Give every line below again, exactly.

* * *

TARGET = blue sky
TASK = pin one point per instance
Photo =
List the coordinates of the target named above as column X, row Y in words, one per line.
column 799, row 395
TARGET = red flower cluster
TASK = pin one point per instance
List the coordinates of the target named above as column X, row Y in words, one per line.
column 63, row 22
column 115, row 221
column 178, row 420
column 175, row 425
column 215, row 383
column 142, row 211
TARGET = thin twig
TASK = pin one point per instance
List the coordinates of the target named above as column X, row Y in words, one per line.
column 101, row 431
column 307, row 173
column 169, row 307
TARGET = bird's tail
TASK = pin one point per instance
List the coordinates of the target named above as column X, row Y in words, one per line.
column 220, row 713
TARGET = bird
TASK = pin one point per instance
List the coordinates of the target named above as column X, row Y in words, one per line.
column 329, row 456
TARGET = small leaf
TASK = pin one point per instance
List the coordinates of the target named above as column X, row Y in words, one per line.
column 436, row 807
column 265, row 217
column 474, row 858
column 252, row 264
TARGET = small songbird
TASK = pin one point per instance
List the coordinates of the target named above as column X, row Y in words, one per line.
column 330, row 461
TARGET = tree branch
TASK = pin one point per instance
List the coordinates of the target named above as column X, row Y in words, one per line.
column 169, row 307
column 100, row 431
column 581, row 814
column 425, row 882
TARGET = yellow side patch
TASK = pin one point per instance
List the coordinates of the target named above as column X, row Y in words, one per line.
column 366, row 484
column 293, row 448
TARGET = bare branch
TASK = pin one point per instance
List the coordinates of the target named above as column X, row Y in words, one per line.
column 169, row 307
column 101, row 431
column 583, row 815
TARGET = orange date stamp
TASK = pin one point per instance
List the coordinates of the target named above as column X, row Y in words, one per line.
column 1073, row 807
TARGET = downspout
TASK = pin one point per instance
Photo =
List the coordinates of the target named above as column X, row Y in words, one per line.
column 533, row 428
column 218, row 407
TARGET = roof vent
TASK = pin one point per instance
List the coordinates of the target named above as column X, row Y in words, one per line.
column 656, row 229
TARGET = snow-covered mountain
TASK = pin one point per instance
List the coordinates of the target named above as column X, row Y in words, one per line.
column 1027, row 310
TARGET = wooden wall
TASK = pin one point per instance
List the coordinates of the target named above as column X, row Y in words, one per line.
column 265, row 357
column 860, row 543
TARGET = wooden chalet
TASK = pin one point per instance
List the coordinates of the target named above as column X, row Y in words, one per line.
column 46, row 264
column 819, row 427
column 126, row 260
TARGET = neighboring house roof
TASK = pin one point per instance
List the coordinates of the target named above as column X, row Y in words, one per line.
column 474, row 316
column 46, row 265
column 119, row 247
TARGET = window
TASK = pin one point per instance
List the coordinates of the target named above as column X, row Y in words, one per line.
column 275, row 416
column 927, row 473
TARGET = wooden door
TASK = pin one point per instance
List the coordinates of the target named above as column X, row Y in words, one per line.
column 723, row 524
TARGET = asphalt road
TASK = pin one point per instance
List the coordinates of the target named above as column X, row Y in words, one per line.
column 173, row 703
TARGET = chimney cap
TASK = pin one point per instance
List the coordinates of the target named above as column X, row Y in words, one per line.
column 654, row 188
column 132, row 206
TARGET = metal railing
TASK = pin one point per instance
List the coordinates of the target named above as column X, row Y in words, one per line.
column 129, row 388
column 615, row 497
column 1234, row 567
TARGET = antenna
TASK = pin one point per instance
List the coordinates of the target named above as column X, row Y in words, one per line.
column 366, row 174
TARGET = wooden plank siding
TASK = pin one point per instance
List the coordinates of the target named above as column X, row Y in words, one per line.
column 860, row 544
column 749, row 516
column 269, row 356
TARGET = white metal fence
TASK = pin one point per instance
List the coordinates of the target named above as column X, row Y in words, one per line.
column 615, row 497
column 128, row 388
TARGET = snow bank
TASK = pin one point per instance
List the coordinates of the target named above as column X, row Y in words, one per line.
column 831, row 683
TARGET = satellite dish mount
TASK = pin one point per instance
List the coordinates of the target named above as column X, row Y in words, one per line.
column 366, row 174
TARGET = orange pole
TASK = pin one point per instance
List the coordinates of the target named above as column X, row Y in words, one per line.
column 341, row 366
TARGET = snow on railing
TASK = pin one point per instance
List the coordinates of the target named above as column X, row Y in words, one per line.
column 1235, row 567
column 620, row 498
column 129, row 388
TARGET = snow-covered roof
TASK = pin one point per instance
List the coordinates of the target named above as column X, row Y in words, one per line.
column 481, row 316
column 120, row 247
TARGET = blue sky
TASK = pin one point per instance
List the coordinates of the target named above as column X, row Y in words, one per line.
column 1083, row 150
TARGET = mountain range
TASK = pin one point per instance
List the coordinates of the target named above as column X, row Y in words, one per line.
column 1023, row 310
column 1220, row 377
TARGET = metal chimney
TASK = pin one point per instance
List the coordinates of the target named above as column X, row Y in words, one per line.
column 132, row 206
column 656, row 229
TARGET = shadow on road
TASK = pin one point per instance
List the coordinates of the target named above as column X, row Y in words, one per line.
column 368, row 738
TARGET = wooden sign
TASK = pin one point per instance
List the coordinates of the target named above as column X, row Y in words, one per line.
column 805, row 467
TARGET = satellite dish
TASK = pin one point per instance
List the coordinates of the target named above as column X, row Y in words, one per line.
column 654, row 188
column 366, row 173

* * *

▸ **Exercise result**:
TARGET = blue sky
TASK = pin one point per instance
Photo =
List the coordinates of the target named above as column X, row Y in words, one per line.
column 799, row 395
TARGET = red flower cluster
TASK = pin one point per instance
List the coordinates of the target named above as column X, row Y in words, one per line.
column 63, row 22
column 115, row 221
column 178, row 420
column 175, row 425
column 215, row 383
column 142, row 211
TARGET = thin twig
TASK = pin one point per instance
List the coordinates of the target named above as column X, row Y in words, one per line.
column 101, row 431
column 307, row 173
column 169, row 307
TARGET = bird's tail
TASK = pin one point per instance
List the coordinates of the target named above as column X, row Y in words, one per line.
column 220, row 713
TARGET = bird
TASK = pin one point per instance
List the coordinates of the target named above as column X, row Y in words, one per line.
column 329, row 456
TARGET = small leaf
TASK = pin one point per instance
List the coordinates of the target named above as column X, row Y in words, one per line.
column 436, row 807
column 265, row 217
column 474, row 858
column 252, row 264
TARGET = small songbird
TASK = pin one point per instance
List the coordinates of the target named above as column X, row Y in words, one per line.
column 330, row 461
TARGET = tree branch
TASK = pin one point per instance
List the coordinates of the target named above as column X, row Y in words, one per line.
column 169, row 307
column 100, row 431
column 581, row 814
column 425, row 882
TARGET = yellow side patch
TASK = pin one point per instance
List the coordinates of the target named above as column X, row Y in words, one per line.
column 366, row 484
column 293, row 448
TARGET = bare branch
TASK = pin one point per instance
List the coordinates of the target named above as column X, row Y in words, one per line.
column 169, row 307
column 101, row 431
column 583, row 815
TARGET = orange date stamp
TASK = pin one point per instance
List the coordinates of the target named above as column X, row Y in words, one per line.
column 1073, row 807
TARGET = downspout
TASK = pin one point per instance
Photo =
List the coordinates of the target named above as column X, row Y in words, one per line.
column 533, row 428
column 218, row 407
TARGET = roof vent
TASK = pin one point per instance
List the coordinates of the target named above as column X, row Y in words, one per line.
column 656, row 229
TARGET = snow-covered mountain
TASK = pin one point per instance
List the coordinates of the target named above as column X, row Y in words, one per line.
column 1027, row 310
TARGET = wooden wall
TASK = pin one point per instance
List the coordinates of the target named above as column X, row Y in words, one per line.
column 265, row 357
column 860, row 543
TARGET = wooden chalet
TASK = pin one point per instance
List the coordinates of the target named above as column X, row Y in words, one per line.
column 46, row 264
column 819, row 427
column 126, row 260
TARGET = neighboring house roof
TASK = pin one point per instance
List the coordinates of the target named above as column X, row Y in words, one per line.
column 474, row 316
column 46, row 265
column 119, row 247
TARGET = window
TASK = pin one point per instance
List the coordinates of the target named above as column X, row Y in words, one per line.
column 275, row 416
column 927, row 473
TARGET = wooden door
TASK = pin one point per instance
List the coordinates of the target named above as column X, row Y in words, one per line.
column 723, row 524
TARGET = asphalt road
TASK = pin one point per instance
List the coordinates of the target named above as column X, row Y in words, one per line.
column 173, row 703
TARGET = chimney cap
TASK = pin one point per instance
List the coordinates of the target named above as column X, row Y in words, one per line.
column 654, row 188
column 132, row 206
TARGET = metal railing
TASK = pin one point per instance
List the coordinates of the target named above as column X, row Y in words, one per line.
column 129, row 388
column 615, row 497
column 1234, row 567
TARGET = antenna
TASK = pin one point per instance
List the coordinates of the target named above as column X, row Y in words, one per line.
column 366, row 174
TARGET = wooden plank siding
TASK = pin one point per instance
List the coordinates of the target named above as column X, row Y in words, one per line.
column 860, row 544
column 749, row 516
column 269, row 356
TARGET = white metal fence
TASK = pin one point per instance
List the coordinates of the target named above as column X, row Y in words, one per line.
column 615, row 497
column 128, row 388
TARGET = snow bank
TASK = pin one point per instance
List the coordinates of the target named above as column X, row Y in words, one per line.
column 831, row 683
TARGET = satellite dish mount
TASK = pin one point per instance
List the coordinates of the target named above as column X, row Y in words, one per line.
column 366, row 174
TARGET = orange pole
TASK = pin one point per instance
List the coordinates of the target named above as column X, row Y in words, one per line.
column 341, row 366
TARGET = snow on railing
TASK = pin one point per instance
List the coordinates of the target named above as column X, row Y in words, one per line.
column 1235, row 567
column 620, row 498
column 129, row 388
TARGET = snow-covered roof
TASK = pin one point per instance
List the coordinates of the target named above as column X, row Y in words, one per line.
column 481, row 316
column 120, row 247
TARGET = blue sky
TASK = pin one point per instance
List the coordinates of the target named above as column X, row Y in words, one per line.
column 1083, row 150
TARGET = mountain range
TASK = pin one point per instance
List the coordinates of the target named above as column X, row Y in words, one per line.
column 1023, row 310
column 1220, row 377
TARGET = metal chimney
TASK = pin one point per instance
List the coordinates of the target named above as column X, row Y in words, one per line.
column 132, row 206
column 656, row 229
TARGET = shadow on road
TASK = pin one point per instance
List the coordinates of the target named above as column X, row Y in words, one per line.
column 368, row 738
TARGET = wooden sign
TASK = pin one point per instance
List the coordinates of the target named above as column X, row Y in words, one per line.
column 805, row 467
TARGET = satellite dish
TASK = pin one point per instance
List the coordinates of the target named above as column X, row Y in words, one per line.
column 654, row 188
column 366, row 173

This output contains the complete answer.